In your reply, repeat the full listing exactly and leave each picture out.

§ **DATA PROVIDED**:
>>>>>

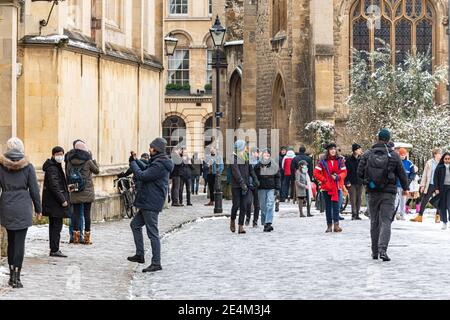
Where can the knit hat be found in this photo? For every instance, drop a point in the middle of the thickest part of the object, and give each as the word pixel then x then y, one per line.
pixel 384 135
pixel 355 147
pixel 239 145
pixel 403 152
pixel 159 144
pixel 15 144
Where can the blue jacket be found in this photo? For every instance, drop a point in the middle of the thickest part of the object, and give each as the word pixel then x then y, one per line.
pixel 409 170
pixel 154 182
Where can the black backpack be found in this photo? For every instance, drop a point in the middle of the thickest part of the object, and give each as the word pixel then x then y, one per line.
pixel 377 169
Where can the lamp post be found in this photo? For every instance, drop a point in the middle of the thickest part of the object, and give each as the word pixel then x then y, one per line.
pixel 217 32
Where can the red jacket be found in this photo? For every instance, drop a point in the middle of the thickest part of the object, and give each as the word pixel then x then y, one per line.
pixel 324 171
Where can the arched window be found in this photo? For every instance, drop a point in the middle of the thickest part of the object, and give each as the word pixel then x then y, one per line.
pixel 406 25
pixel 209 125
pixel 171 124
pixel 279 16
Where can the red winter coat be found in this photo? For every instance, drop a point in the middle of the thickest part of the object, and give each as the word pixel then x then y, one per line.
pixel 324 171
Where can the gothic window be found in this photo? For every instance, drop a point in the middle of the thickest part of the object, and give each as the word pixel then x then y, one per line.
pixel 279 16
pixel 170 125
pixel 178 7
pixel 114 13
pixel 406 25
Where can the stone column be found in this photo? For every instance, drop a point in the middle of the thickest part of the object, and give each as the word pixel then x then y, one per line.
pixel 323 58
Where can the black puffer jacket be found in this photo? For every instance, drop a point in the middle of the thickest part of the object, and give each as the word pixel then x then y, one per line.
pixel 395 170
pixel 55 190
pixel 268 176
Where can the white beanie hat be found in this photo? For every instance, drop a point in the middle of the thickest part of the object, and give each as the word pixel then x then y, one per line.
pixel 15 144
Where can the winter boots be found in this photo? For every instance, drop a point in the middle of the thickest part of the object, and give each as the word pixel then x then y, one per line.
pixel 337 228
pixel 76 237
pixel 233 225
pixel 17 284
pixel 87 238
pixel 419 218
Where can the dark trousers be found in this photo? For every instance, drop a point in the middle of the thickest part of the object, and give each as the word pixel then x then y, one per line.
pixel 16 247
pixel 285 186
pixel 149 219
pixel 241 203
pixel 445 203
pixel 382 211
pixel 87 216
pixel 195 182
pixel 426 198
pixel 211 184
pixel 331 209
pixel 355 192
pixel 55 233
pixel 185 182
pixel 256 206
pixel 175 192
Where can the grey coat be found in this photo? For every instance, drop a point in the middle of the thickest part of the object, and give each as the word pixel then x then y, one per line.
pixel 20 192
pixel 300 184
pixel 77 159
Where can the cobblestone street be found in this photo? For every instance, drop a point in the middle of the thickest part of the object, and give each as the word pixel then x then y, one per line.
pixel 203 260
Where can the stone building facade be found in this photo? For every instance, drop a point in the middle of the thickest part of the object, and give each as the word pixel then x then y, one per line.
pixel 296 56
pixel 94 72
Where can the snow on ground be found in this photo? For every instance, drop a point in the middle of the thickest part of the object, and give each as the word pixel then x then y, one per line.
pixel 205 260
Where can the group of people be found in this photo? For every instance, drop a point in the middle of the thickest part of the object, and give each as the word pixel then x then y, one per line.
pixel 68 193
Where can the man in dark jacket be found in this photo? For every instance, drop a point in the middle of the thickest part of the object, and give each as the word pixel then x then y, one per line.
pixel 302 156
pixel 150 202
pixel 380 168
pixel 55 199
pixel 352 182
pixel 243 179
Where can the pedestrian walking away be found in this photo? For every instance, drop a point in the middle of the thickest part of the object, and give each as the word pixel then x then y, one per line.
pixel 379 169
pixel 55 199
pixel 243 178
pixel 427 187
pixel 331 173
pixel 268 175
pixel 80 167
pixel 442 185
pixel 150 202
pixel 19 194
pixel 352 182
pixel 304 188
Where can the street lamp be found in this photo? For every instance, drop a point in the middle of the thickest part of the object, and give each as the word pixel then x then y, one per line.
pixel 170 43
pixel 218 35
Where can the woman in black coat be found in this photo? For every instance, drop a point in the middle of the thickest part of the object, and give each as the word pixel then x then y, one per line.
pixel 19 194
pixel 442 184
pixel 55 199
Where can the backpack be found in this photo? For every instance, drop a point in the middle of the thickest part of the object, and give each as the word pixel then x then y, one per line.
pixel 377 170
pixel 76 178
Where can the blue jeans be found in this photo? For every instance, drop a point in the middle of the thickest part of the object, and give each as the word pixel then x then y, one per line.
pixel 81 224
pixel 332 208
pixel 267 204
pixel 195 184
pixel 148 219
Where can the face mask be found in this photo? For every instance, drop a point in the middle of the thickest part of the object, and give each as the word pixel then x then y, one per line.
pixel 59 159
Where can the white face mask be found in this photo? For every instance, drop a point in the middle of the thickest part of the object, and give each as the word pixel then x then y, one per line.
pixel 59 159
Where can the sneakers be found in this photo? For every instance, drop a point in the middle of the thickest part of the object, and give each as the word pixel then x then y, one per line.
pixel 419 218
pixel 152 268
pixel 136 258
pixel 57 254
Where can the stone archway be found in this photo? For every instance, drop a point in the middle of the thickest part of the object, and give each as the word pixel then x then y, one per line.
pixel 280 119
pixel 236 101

<<<<<

§ **COMPLETED EXERCISE**:
Where can the knit hat be found in this photo? For every instance, drop a point in the middle of the thickest part of the object, and give each as the word pixel then x then y, one per line.
pixel 384 135
pixel 355 147
pixel 239 145
pixel 403 152
pixel 159 144
pixel 15 144
Where can the blue jacket be found in this photo? For every instance, drop a point in the middle of the thickest part of the object, and give each as the word pixel then x then y, one per line.
pixel 409 170
pixel 154 182
Where can the black backpack be found in this photo? For every instance, drop a point in the middle of the thickest part of the object, and give each as the word pixel then x then y, one per line.
pixel 377 169
Where can the lamp post be found in this photo? For every instance, drop a point in the middle of the thickest part of the object, and give each as the word pixel then x then y, one per line.
pixel 217 32
Where can the red jacket be found in this photo? For every instance, drop a point in the middle of the thickest part of the object, and give each as the word pixel then x then y, one per line.
pixel 324 171
Where can the arched window be found in this photo? For every instance, drop a point in the middle of the thickest part of the object, and give each as the word pixel then x then y, one per line.
pixel 406 25
pixel 209 125
pixel 171 124
pixel 279 16
Where can the red winter coat be found in this photo? For every instance, drop a point in the middle of the thickest part of the object, and give each as the word pixel then x then y, one per line.
pixel 324 171
Where can the gothic window be found in this photo? For every instance, drop a point in the middle of the thickest part of the object, and give each as the word pixel then x then y, one per line.
pixel 279 16
pixel 170 125
pixel 178 7
pixel 114 13
pixel 406 25
Where can the stone column be found in this photo? For every instance, drop a point in the middle of the thickest part of the object, and give each as the word pixel then x then y, one per line.
pixel 323 58
Where can the black puffer jacket be found in this photo? For every instance, drop a point in the middle of the thickest part of the object, and give each as the word pixel then x then y, one per line.
pixel 395 170
pixel 55 190
pixel 268 176
Where can the white beanie hat be found in this photo? For every instance, drop a point in the middle of the thickest part of the object, and give each as the word pixel then x then y, one per line.
pixel 15 144
Where can the winter boots be found in this photo? For every instance, drop a point in the middle of the thickest part of the object, and give each as the word pixel then x then y, one per line.
pixel 337 228
pixel 76 237
pixel 233 225
pixel 17 284
pixel 87 238
pixel 419 218
Where can the dark trousers be found in this photo? For every instance, drop a point in the middle of the thickest part of the object, and give each as the word pixel then x then y, one per line.
pixel 16 247
pixel 285 186
pixel 149 219
pixel 241 203
pixel 445 203
pixel 382 211
pixel 87 216
pixel 195 182
pixel 426 198
pixel 211 184
pixel 331 209
pixel 355 192
pixel 55 233
pixel 185 182
pixel 256 206
pixel 175 192
Where can the grey coat be found in this photo? For every instance, drop a point in the middle of the thickest part of the object, and give each as the word pixel then x then y, one per line.
pixel 20 192
pixel 300 184
pixel 77 159
Where can the cobblestone street be found in this photo? For every instance, drop a point in the middle of the thickest part of the object, and give each as the word pixel then x then y, one per line.
pixel 203 260
Where can the stone building facade be found in this photo? For every instance, drop a point in the middle of the thickest part of the object, and give each as the word pixel then x then y, one per line.
pixel 296 56
pixel 94 72
Where can the snow on ground be found in this photo? For every instance, drop a point in the middle of the thickest part of the object, and give each as the word pixel then x then y, one per line.
pixel 205 260
Where can the group of people be found in this photo? For every instance, drop a point in the middle of the thickest part of the object, and give each as the word pixel then x then y, one per line.
pixel 68 193
Where can the man in dark jacket be found in this photo? For every instance, drop a point in the middle of the thickest part of the object, and give each as the word pixel then x then y, one per line.
pixel 302 156
pixel 150 202
pixel 380 168
pixel 55 199
pixel 352 182
pixel 243 179
Where can the pedestrian walking away be found in this photo? For every instance, drop a point in the middle of the thickest part of the object, and give each as the word pixel then x then y, one per line.
pixel 379 169
pixel 55 199
pixel 243 178
pixel 427 187
pixel 331 173
pixel 268 175
pixel 80 167
pixel 442 185
pixel 150 202
pixel 19 194
pixel 352 182
pixel 304 188
Where can the street lamp be found in this photo? For every instance, drop a point in the middle of the thickest part of the object, and give each as the word pixel then x then y, one per line.
pixel 170 43
pixel 218 35
Where can the woman in black coat be found in this photo? For every instance, drop a point in the middle of the thickest part of the object, and give each as the word pixel then x then y, one per line.
pixel 19 194
pixel 442 184
pixel 55 199
Where can the backpack be found in this photo? For every instance, drop a point in the middle of the thickest part of the object, and give each as the word pixel then x then y, one per line.
pixel 377 170
pixel 76 178
Where can the blue jeans be found in this photo? For every instance, drop a point in the middle of the thickest part of the object, and give each as the word pixel then x then y, one per line.
pixel 81 224
pixel 332 208
pixel 267 204
pixel 195 184
pixel 148 219
Where can the face mask be found in this photo? For every instance, drop a point in the middle of the thickest part of the object, and give each as the word pixel then x then y, one per line.
pixel 59 159
Where can the white face mask be found in this photo? For every instance, drop a point in the middle of the thickest part of the object, and give each as the word pixel then x then y, one per line.
pixel 59 159
Where can the sneakers be found in this photo? For every instance, drop a point in the middle of the thickest part of the object, and give each as the word pixel then x then y, one per line.
pixel 419 218
pixel 152 268
pixel 136 258
pixel 57 254
Where can the stone archway be found in this photo? For every instance, drop a point in the middle of the thickest part of the object, and give each as the word pixel then x then y, one per line.
pixel 280 119
pixel 236 101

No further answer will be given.